▸ Problem statement:
Once you find the line with "Target: dark suit jacket" in the data that follows, repeat it and every line after it exactly, through the line with "Target: food on plate".
++++ Stored data
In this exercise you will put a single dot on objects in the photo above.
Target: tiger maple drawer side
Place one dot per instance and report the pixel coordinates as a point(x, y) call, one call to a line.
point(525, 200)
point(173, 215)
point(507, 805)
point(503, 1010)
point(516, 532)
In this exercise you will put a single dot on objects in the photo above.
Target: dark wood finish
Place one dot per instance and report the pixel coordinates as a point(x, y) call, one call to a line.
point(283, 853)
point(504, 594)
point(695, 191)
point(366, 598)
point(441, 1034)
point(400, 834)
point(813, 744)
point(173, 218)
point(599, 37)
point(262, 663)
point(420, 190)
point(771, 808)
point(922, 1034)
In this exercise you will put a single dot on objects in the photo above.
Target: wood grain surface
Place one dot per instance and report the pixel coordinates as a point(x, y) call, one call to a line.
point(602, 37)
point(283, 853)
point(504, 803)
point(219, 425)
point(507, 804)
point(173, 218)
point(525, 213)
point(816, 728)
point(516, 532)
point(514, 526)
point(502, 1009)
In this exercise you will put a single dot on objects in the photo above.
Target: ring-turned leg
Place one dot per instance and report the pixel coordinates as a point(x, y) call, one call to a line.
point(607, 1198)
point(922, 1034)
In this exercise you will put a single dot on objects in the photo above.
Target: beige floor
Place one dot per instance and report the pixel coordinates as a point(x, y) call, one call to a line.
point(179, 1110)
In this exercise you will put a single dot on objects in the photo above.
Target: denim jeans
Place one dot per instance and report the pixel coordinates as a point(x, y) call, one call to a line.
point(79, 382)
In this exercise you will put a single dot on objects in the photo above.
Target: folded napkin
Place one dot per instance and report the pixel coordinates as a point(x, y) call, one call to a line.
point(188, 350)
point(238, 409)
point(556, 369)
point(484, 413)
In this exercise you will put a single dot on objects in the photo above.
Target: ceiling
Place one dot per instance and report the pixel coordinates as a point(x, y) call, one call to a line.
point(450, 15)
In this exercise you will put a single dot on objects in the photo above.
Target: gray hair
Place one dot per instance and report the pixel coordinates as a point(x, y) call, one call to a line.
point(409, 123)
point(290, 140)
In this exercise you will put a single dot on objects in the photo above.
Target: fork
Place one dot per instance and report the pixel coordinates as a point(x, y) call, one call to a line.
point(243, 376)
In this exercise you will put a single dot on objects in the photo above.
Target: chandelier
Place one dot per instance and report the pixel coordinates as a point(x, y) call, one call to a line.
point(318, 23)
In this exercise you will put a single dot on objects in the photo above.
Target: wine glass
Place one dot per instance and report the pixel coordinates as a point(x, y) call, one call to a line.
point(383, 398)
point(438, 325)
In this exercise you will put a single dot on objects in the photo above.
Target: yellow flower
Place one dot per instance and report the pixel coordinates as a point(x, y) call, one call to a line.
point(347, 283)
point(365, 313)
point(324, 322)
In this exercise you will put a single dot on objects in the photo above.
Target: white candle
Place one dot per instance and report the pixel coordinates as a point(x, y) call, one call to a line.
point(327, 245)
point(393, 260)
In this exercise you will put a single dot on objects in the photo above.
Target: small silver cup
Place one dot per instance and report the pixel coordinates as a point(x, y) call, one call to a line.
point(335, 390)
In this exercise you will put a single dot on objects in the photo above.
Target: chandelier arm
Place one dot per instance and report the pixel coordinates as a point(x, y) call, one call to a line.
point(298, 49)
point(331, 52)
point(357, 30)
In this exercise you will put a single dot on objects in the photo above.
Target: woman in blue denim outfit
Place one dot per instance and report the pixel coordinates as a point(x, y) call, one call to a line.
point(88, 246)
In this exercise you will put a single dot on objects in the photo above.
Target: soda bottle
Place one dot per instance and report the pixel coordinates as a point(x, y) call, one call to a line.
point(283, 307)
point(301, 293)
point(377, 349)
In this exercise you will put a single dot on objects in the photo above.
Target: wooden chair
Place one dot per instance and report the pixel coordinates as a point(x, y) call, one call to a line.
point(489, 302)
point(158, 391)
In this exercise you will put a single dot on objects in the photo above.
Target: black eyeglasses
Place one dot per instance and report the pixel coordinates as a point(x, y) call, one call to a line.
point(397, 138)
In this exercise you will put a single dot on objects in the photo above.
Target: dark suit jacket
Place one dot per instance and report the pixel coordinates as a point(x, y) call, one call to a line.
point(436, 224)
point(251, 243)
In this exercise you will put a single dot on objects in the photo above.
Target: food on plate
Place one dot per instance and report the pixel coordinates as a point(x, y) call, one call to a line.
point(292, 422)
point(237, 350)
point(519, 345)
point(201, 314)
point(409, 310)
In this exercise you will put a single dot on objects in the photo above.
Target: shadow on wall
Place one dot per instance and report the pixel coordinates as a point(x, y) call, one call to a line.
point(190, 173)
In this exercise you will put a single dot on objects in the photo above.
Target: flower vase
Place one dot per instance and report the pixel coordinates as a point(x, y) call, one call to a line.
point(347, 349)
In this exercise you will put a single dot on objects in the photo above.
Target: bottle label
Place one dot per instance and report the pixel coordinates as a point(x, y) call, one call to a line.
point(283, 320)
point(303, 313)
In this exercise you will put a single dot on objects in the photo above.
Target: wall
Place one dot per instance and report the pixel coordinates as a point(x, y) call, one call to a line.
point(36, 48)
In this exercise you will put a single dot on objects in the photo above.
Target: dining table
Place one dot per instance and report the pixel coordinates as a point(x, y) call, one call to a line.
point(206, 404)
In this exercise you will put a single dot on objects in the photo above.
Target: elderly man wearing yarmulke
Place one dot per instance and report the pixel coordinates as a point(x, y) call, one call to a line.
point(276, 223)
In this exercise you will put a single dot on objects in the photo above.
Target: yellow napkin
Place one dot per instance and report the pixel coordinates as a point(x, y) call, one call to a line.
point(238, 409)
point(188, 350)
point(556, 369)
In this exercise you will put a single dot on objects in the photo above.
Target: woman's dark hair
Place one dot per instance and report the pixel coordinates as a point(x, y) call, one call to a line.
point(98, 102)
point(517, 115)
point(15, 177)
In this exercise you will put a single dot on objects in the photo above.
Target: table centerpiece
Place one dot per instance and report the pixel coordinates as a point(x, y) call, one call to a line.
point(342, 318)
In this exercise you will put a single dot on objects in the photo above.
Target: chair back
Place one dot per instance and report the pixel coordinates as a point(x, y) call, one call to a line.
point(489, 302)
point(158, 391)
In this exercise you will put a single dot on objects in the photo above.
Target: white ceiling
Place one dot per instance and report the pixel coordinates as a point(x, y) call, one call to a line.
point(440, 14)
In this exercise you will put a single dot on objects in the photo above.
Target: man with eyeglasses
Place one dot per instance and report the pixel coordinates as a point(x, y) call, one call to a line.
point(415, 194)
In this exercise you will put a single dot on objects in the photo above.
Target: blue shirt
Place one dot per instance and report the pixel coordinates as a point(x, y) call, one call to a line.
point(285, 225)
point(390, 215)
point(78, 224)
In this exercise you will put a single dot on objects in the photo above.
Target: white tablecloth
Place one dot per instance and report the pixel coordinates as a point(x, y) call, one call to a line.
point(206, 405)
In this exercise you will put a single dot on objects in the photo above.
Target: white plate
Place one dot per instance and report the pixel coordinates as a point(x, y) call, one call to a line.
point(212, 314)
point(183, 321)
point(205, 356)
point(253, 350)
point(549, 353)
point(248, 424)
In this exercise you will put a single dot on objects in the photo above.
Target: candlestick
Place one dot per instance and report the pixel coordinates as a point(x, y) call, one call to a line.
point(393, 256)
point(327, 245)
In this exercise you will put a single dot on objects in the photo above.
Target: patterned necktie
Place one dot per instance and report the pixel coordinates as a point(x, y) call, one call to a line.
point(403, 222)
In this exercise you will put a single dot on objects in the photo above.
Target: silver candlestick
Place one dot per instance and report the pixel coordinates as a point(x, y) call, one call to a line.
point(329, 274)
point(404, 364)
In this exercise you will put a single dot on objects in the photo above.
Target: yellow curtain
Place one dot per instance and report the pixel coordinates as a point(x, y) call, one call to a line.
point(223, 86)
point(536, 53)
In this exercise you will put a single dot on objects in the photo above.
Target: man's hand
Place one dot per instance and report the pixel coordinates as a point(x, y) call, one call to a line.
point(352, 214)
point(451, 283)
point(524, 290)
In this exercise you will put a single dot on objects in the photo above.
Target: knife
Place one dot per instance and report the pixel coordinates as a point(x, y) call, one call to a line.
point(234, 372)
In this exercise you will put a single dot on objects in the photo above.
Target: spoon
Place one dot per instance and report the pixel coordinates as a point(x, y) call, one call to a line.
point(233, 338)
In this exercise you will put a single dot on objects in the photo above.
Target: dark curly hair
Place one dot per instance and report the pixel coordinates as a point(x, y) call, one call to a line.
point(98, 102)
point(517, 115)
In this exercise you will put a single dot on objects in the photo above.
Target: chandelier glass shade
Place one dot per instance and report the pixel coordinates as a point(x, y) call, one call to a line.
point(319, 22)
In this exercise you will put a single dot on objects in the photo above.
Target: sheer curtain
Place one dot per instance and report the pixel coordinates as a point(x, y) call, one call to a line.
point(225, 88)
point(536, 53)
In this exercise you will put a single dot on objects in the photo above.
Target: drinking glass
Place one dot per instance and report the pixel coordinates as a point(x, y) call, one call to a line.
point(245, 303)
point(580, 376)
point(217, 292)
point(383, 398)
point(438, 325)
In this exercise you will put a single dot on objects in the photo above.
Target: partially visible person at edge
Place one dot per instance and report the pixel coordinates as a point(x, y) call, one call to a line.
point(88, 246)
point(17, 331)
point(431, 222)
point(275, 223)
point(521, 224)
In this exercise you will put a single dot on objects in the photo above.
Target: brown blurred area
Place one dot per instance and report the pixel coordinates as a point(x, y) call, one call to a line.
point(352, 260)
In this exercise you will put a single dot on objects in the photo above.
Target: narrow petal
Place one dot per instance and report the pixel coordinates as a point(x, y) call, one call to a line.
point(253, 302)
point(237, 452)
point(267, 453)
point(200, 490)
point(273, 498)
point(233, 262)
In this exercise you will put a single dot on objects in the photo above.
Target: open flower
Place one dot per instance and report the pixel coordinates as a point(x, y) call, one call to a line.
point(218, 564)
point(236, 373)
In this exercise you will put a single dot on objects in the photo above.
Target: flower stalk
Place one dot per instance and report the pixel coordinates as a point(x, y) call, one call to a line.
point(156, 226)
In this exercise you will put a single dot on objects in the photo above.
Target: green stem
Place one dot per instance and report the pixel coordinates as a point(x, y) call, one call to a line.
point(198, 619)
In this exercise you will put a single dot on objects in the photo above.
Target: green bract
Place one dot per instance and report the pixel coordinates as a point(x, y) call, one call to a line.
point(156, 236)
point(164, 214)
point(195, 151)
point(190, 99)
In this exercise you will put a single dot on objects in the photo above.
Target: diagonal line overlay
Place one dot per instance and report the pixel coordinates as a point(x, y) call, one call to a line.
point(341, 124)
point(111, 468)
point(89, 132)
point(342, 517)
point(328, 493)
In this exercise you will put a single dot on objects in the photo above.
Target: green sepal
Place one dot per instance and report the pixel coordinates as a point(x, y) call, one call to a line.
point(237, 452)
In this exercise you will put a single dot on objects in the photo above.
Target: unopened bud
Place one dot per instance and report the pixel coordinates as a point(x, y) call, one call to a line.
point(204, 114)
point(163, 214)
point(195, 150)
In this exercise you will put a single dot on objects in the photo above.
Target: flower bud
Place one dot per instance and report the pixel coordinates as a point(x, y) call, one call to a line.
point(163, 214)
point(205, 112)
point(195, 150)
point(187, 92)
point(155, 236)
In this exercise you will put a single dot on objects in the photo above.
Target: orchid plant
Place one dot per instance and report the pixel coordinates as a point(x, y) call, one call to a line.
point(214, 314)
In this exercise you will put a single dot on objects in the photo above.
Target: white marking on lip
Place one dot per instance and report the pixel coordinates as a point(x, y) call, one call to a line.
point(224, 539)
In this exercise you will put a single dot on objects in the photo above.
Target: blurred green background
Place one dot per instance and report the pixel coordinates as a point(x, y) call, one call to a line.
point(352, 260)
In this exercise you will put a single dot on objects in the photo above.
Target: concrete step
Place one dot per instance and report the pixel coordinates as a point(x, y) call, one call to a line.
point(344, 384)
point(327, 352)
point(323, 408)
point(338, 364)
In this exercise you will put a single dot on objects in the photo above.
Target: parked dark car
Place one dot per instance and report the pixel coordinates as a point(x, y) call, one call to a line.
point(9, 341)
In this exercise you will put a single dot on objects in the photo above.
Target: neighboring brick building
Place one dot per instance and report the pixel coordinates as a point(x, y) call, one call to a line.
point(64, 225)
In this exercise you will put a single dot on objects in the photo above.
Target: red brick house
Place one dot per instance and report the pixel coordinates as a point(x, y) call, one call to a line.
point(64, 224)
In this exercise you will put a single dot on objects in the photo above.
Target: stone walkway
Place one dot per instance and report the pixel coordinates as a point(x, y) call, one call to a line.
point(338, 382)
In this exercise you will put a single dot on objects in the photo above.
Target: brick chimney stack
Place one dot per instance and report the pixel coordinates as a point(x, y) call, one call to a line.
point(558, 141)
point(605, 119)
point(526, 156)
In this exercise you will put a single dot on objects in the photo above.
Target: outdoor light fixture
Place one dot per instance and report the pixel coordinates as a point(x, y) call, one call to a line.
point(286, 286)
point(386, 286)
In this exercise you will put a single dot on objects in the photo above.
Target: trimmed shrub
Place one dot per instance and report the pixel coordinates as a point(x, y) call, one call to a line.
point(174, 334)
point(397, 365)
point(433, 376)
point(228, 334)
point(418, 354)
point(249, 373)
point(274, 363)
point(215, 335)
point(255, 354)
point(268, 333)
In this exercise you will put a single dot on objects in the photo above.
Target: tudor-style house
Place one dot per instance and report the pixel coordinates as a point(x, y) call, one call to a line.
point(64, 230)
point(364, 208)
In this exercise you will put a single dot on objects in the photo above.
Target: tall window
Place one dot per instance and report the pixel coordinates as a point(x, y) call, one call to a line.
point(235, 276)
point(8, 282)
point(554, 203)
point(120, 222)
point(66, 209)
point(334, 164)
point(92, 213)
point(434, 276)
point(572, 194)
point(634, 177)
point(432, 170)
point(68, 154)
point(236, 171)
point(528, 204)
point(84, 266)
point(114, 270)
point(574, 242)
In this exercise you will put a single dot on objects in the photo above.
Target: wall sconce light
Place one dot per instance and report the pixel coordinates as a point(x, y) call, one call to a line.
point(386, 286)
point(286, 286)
++++++++
▸ Worked solution:
Target: dark suit jacket
Place one dot per instance and report the pixel coordinates as a point(x, y) call, one call to a line.
point(436, 224)
point(251, 243)
In this exercise you will put a single dot on objects in the photo above.
Target: food on plate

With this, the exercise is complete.